Work order: Transcribe the entire listing faithfully; every line must match the original.

Extracted information:
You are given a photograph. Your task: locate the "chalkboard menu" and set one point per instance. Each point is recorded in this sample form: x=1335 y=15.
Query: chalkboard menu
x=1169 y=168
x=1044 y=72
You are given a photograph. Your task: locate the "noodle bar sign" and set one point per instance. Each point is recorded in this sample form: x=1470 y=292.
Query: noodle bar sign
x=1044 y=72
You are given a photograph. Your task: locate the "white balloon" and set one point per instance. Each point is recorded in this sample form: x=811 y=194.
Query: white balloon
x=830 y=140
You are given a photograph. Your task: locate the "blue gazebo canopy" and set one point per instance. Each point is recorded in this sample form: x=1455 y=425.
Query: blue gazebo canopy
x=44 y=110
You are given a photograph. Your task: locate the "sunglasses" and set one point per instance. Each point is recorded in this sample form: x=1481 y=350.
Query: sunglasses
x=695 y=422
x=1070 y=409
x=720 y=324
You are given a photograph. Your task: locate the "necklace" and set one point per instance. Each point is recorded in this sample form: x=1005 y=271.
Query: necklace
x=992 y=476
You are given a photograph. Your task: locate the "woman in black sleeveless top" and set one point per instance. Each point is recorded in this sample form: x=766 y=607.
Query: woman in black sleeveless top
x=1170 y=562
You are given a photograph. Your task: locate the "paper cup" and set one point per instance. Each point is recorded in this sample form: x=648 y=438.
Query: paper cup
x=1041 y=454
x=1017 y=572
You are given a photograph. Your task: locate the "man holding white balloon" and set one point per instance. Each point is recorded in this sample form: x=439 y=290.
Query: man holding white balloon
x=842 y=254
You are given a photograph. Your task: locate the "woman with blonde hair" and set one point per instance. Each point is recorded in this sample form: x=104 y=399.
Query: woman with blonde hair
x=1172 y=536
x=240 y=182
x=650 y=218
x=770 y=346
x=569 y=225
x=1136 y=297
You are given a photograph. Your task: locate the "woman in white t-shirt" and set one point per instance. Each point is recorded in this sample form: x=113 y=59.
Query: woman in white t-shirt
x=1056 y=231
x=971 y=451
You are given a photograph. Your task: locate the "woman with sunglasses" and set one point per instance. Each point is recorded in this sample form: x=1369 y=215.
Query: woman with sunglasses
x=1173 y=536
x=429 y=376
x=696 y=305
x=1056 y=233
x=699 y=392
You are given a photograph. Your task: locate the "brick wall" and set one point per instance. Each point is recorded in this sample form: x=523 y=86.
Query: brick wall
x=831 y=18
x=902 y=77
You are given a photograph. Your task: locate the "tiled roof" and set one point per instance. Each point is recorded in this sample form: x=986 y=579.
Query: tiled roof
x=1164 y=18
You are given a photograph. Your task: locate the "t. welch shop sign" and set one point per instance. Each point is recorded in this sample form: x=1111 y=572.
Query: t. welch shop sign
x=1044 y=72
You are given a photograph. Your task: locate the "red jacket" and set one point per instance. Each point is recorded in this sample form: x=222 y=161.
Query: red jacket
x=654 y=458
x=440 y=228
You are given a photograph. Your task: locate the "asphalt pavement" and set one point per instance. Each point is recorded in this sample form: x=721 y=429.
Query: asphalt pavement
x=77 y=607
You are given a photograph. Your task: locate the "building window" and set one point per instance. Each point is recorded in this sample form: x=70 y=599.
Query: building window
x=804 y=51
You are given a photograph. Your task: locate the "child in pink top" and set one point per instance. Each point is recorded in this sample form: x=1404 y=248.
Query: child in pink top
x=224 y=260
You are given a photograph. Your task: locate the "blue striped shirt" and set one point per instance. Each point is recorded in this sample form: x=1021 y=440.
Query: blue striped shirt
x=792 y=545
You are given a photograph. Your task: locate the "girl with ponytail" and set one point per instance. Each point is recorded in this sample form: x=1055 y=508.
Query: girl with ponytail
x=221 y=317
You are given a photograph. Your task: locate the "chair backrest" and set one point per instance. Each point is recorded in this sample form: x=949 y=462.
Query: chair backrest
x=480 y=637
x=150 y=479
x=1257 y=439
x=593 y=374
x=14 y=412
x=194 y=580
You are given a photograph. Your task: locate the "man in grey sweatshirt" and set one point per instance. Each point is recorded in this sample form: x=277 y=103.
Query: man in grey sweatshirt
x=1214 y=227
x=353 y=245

Response below:
You are given a photograph. Your task: locate the "chalkboard menu" and set one point per instance. Each point is recorded in this sample form: x=1335 y=15.
Query: chalkboard menu
x=1169 y=168
x=1044 y=72
You are given a photograph. Your task: locate the "noodle bar sign" and set one point per instance. Each point is recorded in this sample form: x=1470 y=292.
Query: noodle bar sign
x=1044 y=72
You are given a photograph. Your task: locate the "white balloon" and set one point per instance. Each point is recorded in this sample form: x=811 y=194.
Query: white balloon
x=830 y=140
You are given a photograph. Your task: locate the "blue gazebo canopy" and set one point per instance. Each point is recorded in this sample form: x=1455 y=425.
Query: blue gazebo canopy
x=44 y=110
You are given a photograph. Your task: locate the "sunglasses" and set one point per instance. Each point is recorded in this sample form: x=1481 y=350.
Query: sunglasses
x=695 y=422
x=1070 y=409
x=720 y=324
You are given a photograph. Your task: locate the "necklace" and set one point per instance. Each point is recorded in this sample form: x=1005 y=271.
Query: necklace
x=992 y=476
You are given a photograph. Your task: locate the "woman in black sleeveless top" and set one point per instance. Each point is recorded in this sample form: x=766 y=607.
Query: woman in black sleeveless top
x=1170 y=562
You are given a photograph. Your task: locate the "paper cup" and set one point per instance. Each point is recorded in this sample form: x=648 y=438.
Query: paper cup
x=1041 y=454
x=1017 y=572
You are given a photograph. Your task: locate the "man holding white balloon" and set one point per instance. Each point is recorded in this sample form: x=439 y=290.
Query: man holding white balloon
x=842 y=254
You are given a photograph. Your task: locate the "woman with blonde hair" and set one point per instance. Each point is recorded in this sample form: x=104 y=399.
Query: woman with blonde hair
x=1172 y=536
x=240 y=182
x=650 y=218
x=770 y=346
x=569 y=225
x=1136 y=297
You are given a photograph. Your task: locate the "woman in white t-shirt" and set one point per instance. Each point is recorded in this sample form: x=113 y=59.
Query: woman in white t-shirt
x=1056 y=231
x=971 y=451
You are given a photograph. Your task: locate the "woman with sunglasses" and set one point per instance. Each point is recorded in this sample form: x=1369 y=215.
Query: woman with sunglasses
x=1173 y=536
x=429 y=376
x=696 y=305
x=1056 y=233
x=699 y=392
You are given a photograph. Your task: locate the "brick wall" and set one point per instance. Each point is recorded in this sample form: x=523 y=86.
Query: brick wall
x=831 y=18
x=902 y=77
You are given a photograph. Your task: locate the "tiled roof" and set one point per instance. Each point is recorded in this sample form: x=986 y=579.
Query: tiled roof
x=1164 y=18
You are given a photograph. Your task: locate the "t. welch shop sign" and set one point per instance. Each point is recorded in this sample form: x=1111 y=572.
Query: t. welch shop sign
x=1044 y=72
You are given a photograph. Your task: locate the "red jacket" and set one point per instance. Each point is recorded in this sample form: x=222 y=161.
Query: red jacket
x=654 y=458
x=440 y=228
You are given a photograph. Your task: locate the "asphalt pavement" and set one point per instance. Each point is recorded in this sample form: x=721 y=429.
Query: asphalt pavement
x=77 y=607
You are given a photograph. Your task: locate the "building window" and set one point per instance. Each point is recorded in this sample form: x=70 y=599.
Query: building window
x=804 y=51
You are given a photograph. Your task: locate the "child in pink top" and set one point per instance. Each point is recorded in this sample form: x=1404 y=248.
Query: child in pink top
x=224 y=260
You are given a photograph. Your task: locate the "blue striped shirt" and set one point per instance. Each point is recorded in this sample form: x=1021 y=440.
Query: blue striped shirt
x=792 y=545
You are given a photograph. Your task: locate the "girl with ponytail" and set one point per instance. Each point is recorded in this sample form: x=1055 y=508.
Query: girl with ponytail
x=221 y=317
You are given a photograph. Your task: locate the "chair backrest" and set one point per instance. Each point is recorded in this sample form: x=949 y=462.
Query: chair backrest
x=480 y=637
x=150 y=479
x=1257 y=439
x=593 y=374
x=14 y=412
x=194 y=580
You are given a photograph. Your task: locate the "man in grey sweatshirt" and set one point per instance. Each point is recorded in this sample form: x=277 y=103.
Query: man in grey sweatshirt
x=1214 y=227
x=353 y=245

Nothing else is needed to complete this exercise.